# EXERCISE AIM:
Reproduce each line of the material precisely.

# RECORDS TO USE:
|---|
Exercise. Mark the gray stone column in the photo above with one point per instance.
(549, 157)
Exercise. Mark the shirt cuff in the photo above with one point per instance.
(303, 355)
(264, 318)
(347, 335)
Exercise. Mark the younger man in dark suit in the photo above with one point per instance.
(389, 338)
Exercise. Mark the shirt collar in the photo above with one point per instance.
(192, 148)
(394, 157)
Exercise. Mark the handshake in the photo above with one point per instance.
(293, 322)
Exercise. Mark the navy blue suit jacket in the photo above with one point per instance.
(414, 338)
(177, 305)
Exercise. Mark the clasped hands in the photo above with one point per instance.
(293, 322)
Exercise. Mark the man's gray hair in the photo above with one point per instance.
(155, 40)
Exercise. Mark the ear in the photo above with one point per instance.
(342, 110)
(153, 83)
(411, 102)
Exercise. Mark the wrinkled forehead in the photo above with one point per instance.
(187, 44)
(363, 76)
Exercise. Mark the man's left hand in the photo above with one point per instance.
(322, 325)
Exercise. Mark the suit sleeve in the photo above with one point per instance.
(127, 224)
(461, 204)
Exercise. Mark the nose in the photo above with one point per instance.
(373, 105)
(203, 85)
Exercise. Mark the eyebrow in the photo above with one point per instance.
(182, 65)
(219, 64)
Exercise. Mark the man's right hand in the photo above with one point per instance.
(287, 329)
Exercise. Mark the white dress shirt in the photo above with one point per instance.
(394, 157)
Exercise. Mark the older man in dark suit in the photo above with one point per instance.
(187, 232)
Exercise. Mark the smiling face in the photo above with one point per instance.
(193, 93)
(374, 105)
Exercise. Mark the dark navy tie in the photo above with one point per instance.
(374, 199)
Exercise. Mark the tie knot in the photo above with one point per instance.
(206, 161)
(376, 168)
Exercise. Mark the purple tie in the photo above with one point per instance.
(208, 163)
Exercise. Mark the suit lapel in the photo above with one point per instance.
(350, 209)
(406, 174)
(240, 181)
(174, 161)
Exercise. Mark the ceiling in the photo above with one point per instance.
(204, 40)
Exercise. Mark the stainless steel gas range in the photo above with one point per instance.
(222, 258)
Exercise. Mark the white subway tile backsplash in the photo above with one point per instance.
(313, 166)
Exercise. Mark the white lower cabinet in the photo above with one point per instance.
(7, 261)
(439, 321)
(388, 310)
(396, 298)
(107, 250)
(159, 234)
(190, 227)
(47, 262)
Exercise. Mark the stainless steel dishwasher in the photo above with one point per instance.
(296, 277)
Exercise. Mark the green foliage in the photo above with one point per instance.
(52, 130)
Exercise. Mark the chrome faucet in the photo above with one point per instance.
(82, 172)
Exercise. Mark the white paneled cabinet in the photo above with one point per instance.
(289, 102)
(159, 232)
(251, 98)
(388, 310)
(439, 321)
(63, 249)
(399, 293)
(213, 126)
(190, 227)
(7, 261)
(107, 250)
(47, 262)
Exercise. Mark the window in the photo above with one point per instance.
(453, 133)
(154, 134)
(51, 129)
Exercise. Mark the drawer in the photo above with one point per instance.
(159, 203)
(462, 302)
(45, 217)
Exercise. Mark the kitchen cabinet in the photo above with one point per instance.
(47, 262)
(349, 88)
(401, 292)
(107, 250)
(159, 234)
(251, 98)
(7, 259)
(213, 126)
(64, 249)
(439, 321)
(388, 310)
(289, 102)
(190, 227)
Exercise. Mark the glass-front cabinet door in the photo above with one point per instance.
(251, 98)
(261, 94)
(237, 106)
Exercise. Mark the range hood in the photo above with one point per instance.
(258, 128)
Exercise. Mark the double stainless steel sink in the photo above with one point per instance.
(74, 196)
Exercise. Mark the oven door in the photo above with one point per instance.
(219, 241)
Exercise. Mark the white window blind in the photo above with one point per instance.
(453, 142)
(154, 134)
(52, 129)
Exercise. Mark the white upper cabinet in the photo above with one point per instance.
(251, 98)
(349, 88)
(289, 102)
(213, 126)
|---|
# RESULT OF THIS TASK:
Exercise. Mark the gray stone column in the photo above with one point per instance.
(549, 157)
Exercise. Mark the shirt cuff in the photo above with one point per instance.
(303, 355)
(264, 318)
(347, 335)
Exercise. Mark the younger man in dark suit in the photo above with one point per instance.
(389, 338)
Exercise. Mark the shirt collar in the photo above with one point per instance.
(192, 148)
(394, 157)
Exercise. Mark the handshake in the photo above with one point per instance.
(293, 322)
Exercise. Mark the navy blue suit jacket in the photo above with one point per instance.
(414, 338)
(177, 305)
Exercise. Mark the clasped hands in the photo above with one point per instance.
(293, 322)
Exercise. Mark the man's gray hair in the photo above with one point per instance.
(155, 40)
Exercise. Mark the ear in the photo above with one point per instance.
(342, 110)
(153, 83)
(411, 102)
Exercise. Mark the wrinkled forehead in the photo above with one point per instance.
(187, 44)
(363, 76)
Exercise. Mark the man's left hand in the photo above with one point per instance.
(322, 325)
Exercise. Mark the suit sleeve in the photo above with one point per instance.
(127, 224)
(461, 204)
Exercise. Mark the nose in the photo above with one point per instance.
(373, 105)
(203, 85)
Exercise. Mark the eyebrow in the photo above with one point per instance.
(182, 65)
(219, 64)
Exercise. Mark the man's right hand in the photo above with one point per instance.
(287, 329)
Exercise. Mark the white dress shirt in the photo above with one point per instance.
(394, 157)
Exercise. Mark the older man in dark suit in the photo above with one point per instance.
(187, 232)
Exercise. Mark the smiling face in the photo above with one point per instance.
(193, 93)
(374, 105)
Exercise. Mark the dark navy tie in the photo above with one point per instance.
(374, 199)
Exercise. Mark the tie knot in the photo above with one point per instance.
(206, 161)
(376, 168)
Exercise. Mark the purple tie in the photo above with one point per instance.
(208, 163)
Exercise. Mark the suit lapel in the photo above with one point per instance.
(350, 209)
(406, 174)
(240, 181)
(174, 161)
Exercise. Mark the ceiling in the photo above with one point per instance.
(204, 40)
Exercise. Mark the stainless steel gas range in the photo above with one point per instance.
(222, 258)
Exercise. Mark the white subway tile backsplash in the photo above with one point per instance.
(313, 166)
Exercise. Mark the white lower cabinet in the photo above with one point per instance.
(7, 261)
(439, 321)
(388, 310)
(396, 298)
(107, 250)
(159, 234)
(190, 227)
(47, 262)
Exercise. Mark the stainless steel dishwasher in the photo above with one point per instance.
(296, 277)
Exercise. Mark the green foliage in the photo above with one point per instance.
(52, 130)
Exercise. Mark the chrome faucet in the photo above with one point per instance.
(82, 172)
Exercise. Mark the white paneled cabinet in the photo above with one point per instance.
(289, 102)
(159, 232)
(251, 98)
(388, 310)
(439, 321)
(63, 249)
(399, 293)
(213, 126)
(190, 227)
(7, 261)
(107, 250)
(47, 262)
Exercise. Mark the window in the photo above with one point per instance.
(453, 133)
(154, 134)
(51, 129)
Exercise. Mark the drawer in the photo above with one point per instance.
(159, 203)
(462, 302)
(45, 217)
Exercise. Mark the kitchen cabinet in the photo above with one point per instance.
(47, 262)
(349, 88)
(401, 292)
(107, 250)
(159, 234)
(251, 98)
(7, 259)
(213, 126)
(64, 249)
(439, 321)
(388, 310)
(289, 102)
(190, 227)
Exercise. Mark the glass-front cabinet door in the photo above with one point per instance.
(251, 98)
(261, 94)
(237, 106)
Exercise. Mark the range hood in the photo above with one point per instance.
(258, 128)
Exercise. Mark the double stainless steel sink in the photo above with one point per instance.
(74, 196)
Exercise. Mark the oven door in the photo above with one point per instance.
(219, 241)
Exercise. Mark the white window blind in the photo above with one point per instance.
(453, 142)
(154, 134)
(52, 129)
Exercise. Mark the white upper cabinet in the photo above with one point per instance.
(251, 98)
(349, 88)
(289, 102)
(213, 126)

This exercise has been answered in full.